>> BEGIN PAGE

Anything in this Section 7 to the contrary notwithstanding, the Company shall
be
entitled to make such reductions in the Warrant Price, in addition to those
adjustments required by this Section 7, as it in its sole discretion shall
determine to be necessary in order that any (1) consolidation or subdivision
of
the Common Stock, (2) issuance wholly for cash of any Common Stock at less
than
the Current Market Price, (3) issuance wholly for cash of Common Stock or
securities which by their terms are convertible into or exchangeable for Common
Stock, (4) stock dividend, or (5) issuance of rights, options or warrants
referred to hereinabove in this Section 7, hereinafter made by the Company
to
its common stockholders, shall not be taxable to them.
The
Company may, at its option, at any time during the term of the Warrants, reduce
the then current Warrant Price to any amount deemed appropriate by the Board
of
Directors of the Company, for any length of time.
Other
than with respect to clause (1) in Section7(i), the Warrant Price of the
Warrants shall not be reduced pursuant to this Section 7(i) below $1.89 (or
such
lower Warrant Price as may be applicable as a result of prior adjustment(s)
under Section 7(a), (b) or (c)).
SECTION
8. Current
Market Price.
For all
purposes of this Agreement, the Current Market Price per share of Common Stock
on any date shall be deemed to be the average of the daily closing prices for
the five consecutive business days commencing before such date. The closing
price for each day shall be the average of the closing bid and asked prices,
as
reported by the Nasdaq National Market or a similar source selected from time
to
time by the Company for the purpose. If on any such date the shares of Common
Stock are not quoted by any such source, the fair value of such shares on such
date, as determined by the Board of Directors of the Company, shall be
used.
SECTION
9. Exercise
of Warrants.
(a)

>> END PAGE

* TASK REQUIREMENTS *
• a. Decide whether each statement agrees with the warrant terms. Answer yes or no for each and quote the deciding words. (i) The Current Market Price is an average of daily closing prices over five consecutive business days. (ii) The Board of Directors may reduce the Warrant Price for no more than one year. (iii) Each day's closing price is the last sale price of the day.
• b. According to the warrant terms, what value is used on a date when the Common Stock is not quoted by any source? Please answer in one sentence.

>> BEGIN SOURCE MATERIAL

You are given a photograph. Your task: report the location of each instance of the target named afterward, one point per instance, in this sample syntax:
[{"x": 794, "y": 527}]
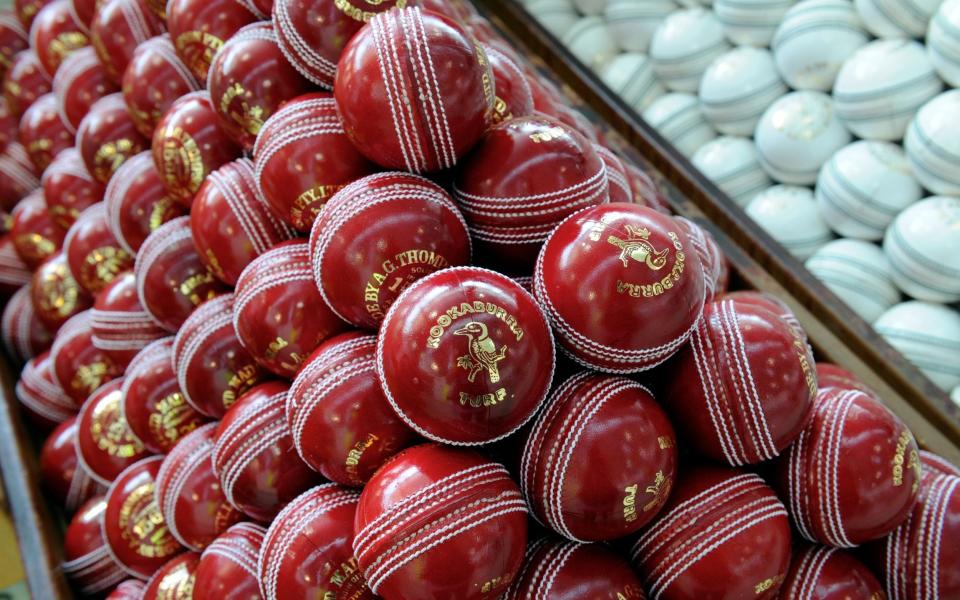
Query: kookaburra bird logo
[{"x": 482, "y": 353}]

>> END SOURCE MATERIAL

* ANSWERS FOR THE EXERCISE *
• a.
(i) Yes: "the average of the daily closing prices for the five consecutive business days commencing before such date"
(ii) No: "for any length of time"
(iii) No: "the average of the closing bid and asked prices"

• b. The fair value of the shares on that date, as determined by the Board of Directors of the Company, is used.